EXERCISE REQUIREMENTS.
Do these statements agree with the Nighy biography below? Answer yes or no to each, quoting the words of the biography that decide it: 1. Nighy made his Broadway debut in The Vertical Hour. 2. Love Actually won him a Golden Globe Award. 3. Nighy has two younger siblings.

SOURCE PASSAGE.
start

William Francis Nighy
12 December 1949
|Partner(s)||Diana Quick (1982–2008)|
William Francis Nighy (//; born 12 December 1949) is an English actor. He started his career with the Everyman Theatre, Liverpool and made his London debut with the Royal National Theatre starting with The Illuminatus! in 1977. There he gained acclaim for his roles in David Hare's Pravda in 1985, Harold Pinter's Betrayal in 1991, Tom Stoppard's Arcadia in 1993, and Anton Chekov's The Seagull in 1994. He received a Laurence Olivier Award for Best Actor nomination for his performance in Blue/Orange in 2001. He made his Broadway debut in Hare's The Vertical Hour in 2006, and returned in the 2015 revival of Hare's Skylight earning a Tony Award for Best Actor in a Play nomination.
His early film roles include the comedies Still Crazy (1998) and Blow Dry (2001). His breakout role was in Love Actually (2003), which earned him a BAFTA Award for Best Supporting Actor. He soon gained recognition portraying Davy Jones in the Pirates of the Caribbean film series (2006–2007), and Viktor in the Underworld film series (2003–2009). His other films include Shaun of the Dead (2004), The Hitchhiker's Guide to the Galaxy (2005), The Constant Gardener (2005), Notes on a Scandal (2006), Hot Fuzz (2007), Valkyrie (2008), Wild Target (2010), Harry Potter and the Deathly Hallows – Part 1 (2010), The Best Exotic Marigold Hotel (2012), About Time (2013), Emma (2020), and Living (2022), the last of which earned him a nomination for the Academy Award for Best Actor.
Nighy has gained acclaim for his roles in television, earning a British Academy Television Award for Best Actor for his performance in BBC One series State of Play (2003), and a Golden Globe Award for Best Actor for the BBC film Gideon's Daughter (2007). He's also known for his roles in HBO's The Girl in the Café (2006) and PBS's Page Eight (2012).
William Francis Nighy was born on 12 December 1949 in Caterham, Surrey, to Alfred Martin Nighy and Catherine Josephine, née Whittaker. His father managed a car garage after working in the family chimney sweeping business; his mother was a psychiatric nurse of Irish descent born in Glasgow, Scotland;
Nighy was brought up as a Roman Catholic and served as an altar boy, however he gave up "being a practicing Catholic" as a teenager. He has two older siblings, Martin and Anna. He attended the John Fisher School, a Roman Catholic grammar school in Purley, where he was nicknamed "Knucks" because of his hands and was a member of the theatre group.

end

RECORDS SHOWN.

start

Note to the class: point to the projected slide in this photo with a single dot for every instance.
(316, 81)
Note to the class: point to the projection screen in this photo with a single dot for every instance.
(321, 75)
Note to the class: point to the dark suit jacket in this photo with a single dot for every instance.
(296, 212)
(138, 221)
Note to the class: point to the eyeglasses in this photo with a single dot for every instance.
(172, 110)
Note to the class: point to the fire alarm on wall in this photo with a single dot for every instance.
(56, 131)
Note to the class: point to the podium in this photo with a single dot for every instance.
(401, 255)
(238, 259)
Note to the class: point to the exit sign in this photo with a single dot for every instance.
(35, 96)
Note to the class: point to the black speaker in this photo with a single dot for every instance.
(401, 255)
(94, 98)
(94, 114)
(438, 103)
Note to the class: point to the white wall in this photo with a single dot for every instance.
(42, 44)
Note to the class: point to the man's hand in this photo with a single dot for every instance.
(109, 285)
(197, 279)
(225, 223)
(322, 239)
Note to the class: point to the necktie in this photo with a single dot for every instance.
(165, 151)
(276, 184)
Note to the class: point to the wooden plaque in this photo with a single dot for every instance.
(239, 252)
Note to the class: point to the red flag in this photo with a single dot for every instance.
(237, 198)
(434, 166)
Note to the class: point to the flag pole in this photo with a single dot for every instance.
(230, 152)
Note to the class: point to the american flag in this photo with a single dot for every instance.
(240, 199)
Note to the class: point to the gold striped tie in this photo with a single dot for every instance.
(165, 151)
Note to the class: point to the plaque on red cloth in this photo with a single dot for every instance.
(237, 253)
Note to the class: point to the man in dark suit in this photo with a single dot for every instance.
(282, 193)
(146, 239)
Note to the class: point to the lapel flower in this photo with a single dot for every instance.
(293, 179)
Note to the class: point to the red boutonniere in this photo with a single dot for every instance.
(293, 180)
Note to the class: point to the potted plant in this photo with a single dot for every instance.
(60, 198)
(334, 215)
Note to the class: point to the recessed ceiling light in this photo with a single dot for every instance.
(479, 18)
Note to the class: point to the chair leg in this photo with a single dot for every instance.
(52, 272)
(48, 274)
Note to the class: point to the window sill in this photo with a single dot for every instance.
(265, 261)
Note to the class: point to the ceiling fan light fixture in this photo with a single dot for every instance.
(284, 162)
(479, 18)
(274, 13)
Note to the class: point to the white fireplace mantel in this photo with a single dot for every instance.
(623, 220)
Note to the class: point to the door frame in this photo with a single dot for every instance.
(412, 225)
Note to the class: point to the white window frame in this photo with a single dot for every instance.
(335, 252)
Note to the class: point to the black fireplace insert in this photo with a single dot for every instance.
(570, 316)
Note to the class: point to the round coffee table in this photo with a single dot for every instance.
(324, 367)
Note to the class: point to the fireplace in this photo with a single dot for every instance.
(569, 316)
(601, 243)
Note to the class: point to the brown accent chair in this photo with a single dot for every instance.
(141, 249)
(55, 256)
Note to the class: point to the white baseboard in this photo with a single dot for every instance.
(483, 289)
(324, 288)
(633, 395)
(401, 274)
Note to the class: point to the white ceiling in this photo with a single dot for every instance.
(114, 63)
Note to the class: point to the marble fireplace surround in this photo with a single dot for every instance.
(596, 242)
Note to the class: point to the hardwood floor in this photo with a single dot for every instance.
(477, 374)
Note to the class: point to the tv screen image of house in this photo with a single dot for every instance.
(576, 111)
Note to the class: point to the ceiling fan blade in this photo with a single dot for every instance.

end

RESULT OF THIS TASK.
1. Yes: "He made his Broadway debut in Hare's The Vertical Hour in 2006"
2. No: "His breakout role was in Love Actually (2003), which earned him a BAFTA Award for Best Supporting Actor."
3. No: "He has two older siblings, Martin and Anna."